[SELECTED EXTRACT]
:::

From what I have seen there seem to be two schools of opposition:

Religious/cultural beliefs that life is sacred and suicide is wrong regardless of the circumstances.

Paranoia that allowing the terminally ill the chance to end their suffering and go out with some dignity, will somehow lead to wholesale culling of the old and sick and that anyone who goes to the doctor feeling a bit depressed will be sent to the suicide clinic.
 
From what I have seen there seem to be two schools of opposition:

Religious/cultural beliefs that life is sacred and suicide is wrong regardless of the circumstances.

Paranoia that allowing the terminally ill the chance to end their suffering and go out with some dignity, will somehow lead to wholesale culling of the old and sick and that anyone who goes to the doctor feeling a bit depressed will be sent to the suicide clinic.
you forogt to expand directly to : social pressure to not be a drain on the welfair system of the country.
its implided indirectly but may as wel get it out there in full.

for those with out a good pension it may also be an option, people that couldnt or chose not to prepare for retirement or even people with no dependants and no one to look after them in old age.
 
you forogt to expand directly to : social pressure to not be a drain on the welfair system of the country.

:::

[GIVEN RECORDS]

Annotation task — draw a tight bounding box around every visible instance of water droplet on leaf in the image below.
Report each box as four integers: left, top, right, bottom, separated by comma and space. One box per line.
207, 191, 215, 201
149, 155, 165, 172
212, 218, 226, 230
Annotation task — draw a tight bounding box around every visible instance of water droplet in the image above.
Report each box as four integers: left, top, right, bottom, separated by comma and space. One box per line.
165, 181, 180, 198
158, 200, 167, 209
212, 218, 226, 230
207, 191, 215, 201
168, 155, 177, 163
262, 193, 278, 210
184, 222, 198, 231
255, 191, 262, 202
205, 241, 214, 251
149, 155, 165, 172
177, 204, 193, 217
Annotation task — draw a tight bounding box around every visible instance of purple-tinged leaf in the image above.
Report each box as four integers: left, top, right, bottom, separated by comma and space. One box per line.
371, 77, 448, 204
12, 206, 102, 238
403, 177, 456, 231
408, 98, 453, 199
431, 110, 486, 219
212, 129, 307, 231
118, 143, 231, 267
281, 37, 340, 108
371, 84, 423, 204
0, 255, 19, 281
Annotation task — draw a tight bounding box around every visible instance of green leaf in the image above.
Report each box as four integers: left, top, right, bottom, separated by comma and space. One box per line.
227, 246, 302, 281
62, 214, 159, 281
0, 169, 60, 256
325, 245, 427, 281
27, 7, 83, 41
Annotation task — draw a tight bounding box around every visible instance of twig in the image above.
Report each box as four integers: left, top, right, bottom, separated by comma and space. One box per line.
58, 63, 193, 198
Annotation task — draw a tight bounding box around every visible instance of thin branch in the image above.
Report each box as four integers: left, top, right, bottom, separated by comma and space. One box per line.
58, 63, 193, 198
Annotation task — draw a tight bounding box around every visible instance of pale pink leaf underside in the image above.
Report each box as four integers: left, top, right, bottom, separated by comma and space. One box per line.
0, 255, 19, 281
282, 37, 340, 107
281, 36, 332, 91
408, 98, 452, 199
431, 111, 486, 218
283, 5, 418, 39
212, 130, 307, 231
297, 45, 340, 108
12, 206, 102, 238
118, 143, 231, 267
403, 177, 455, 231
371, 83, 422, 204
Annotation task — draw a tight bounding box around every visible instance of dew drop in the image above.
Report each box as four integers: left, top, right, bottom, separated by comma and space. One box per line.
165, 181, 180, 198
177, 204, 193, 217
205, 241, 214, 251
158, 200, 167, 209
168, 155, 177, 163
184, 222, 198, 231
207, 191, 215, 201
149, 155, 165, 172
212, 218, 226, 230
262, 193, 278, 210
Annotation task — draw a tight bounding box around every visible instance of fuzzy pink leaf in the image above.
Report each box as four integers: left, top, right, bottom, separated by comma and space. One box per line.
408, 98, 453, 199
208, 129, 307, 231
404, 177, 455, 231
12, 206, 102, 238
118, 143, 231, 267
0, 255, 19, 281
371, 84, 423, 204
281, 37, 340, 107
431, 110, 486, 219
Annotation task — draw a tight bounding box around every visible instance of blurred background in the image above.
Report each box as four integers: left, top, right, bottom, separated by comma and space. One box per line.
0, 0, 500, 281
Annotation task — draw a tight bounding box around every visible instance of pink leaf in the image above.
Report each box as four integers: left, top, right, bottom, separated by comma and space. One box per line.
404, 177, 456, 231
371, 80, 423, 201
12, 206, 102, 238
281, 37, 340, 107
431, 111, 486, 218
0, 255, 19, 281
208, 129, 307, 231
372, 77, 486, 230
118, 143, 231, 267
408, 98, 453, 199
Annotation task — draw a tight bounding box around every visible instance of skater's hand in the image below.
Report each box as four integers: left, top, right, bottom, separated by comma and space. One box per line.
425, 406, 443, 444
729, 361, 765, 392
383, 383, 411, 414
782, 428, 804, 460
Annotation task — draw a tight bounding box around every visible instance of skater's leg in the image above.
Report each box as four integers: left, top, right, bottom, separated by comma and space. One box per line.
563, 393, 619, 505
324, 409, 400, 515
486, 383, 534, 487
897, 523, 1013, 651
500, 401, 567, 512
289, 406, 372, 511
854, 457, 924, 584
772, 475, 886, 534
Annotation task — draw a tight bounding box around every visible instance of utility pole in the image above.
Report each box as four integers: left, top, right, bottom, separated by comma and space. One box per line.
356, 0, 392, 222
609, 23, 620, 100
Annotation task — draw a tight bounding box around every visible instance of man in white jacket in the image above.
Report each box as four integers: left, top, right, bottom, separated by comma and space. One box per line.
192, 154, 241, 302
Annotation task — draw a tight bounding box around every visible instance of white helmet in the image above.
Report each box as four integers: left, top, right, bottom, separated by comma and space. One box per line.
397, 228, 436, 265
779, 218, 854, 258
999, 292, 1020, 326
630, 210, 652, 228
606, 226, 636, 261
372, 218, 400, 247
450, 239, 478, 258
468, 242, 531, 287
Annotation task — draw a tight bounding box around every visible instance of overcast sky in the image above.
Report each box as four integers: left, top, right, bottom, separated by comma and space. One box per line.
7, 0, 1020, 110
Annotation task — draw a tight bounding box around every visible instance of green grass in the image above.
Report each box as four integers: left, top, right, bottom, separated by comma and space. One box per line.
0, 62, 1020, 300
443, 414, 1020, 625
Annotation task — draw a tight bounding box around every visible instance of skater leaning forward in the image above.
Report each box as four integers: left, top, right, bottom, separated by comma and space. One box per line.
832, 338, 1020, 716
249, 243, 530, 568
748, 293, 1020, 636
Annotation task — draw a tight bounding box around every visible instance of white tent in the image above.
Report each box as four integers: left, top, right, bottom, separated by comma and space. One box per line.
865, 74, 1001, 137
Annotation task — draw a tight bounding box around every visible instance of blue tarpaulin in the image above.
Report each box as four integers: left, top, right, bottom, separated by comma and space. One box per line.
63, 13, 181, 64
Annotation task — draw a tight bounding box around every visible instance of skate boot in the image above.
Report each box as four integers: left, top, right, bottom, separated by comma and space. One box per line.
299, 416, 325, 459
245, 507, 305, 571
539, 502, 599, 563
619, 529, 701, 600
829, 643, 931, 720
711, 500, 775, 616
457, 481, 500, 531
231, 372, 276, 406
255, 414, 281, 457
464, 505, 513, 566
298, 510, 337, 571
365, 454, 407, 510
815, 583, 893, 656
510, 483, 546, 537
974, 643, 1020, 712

:::

[WHAT IS NEEDED]
Please continue the forum thread about opposition to assisted suicide, picking up after its last line.

[OUTPUT BELOW]
its implided indirectly but may as wel get it out there in full.

for those with out a good pension it may also be an option, people that couldnt or chose not to prepare for retirement or even people with no dependants and no one to look after them in old age.

That's included in the second group.

All of which can be avoided with a robust system that only allows euthanasia where there is a diagnosed terminal condition and appropriate checks are made to ensure the person has thought it through and isn't being coerced.
 
Its 2024 and once again the UK is miles behind other nations that have given its citizens the choice to end their lives on their terms. Dementia runs on one side of my family and if I'm unlucky I want to have the option to end my life when I want safely and legally. I don't give a damn what others might think of my choice, its my life, not theirs.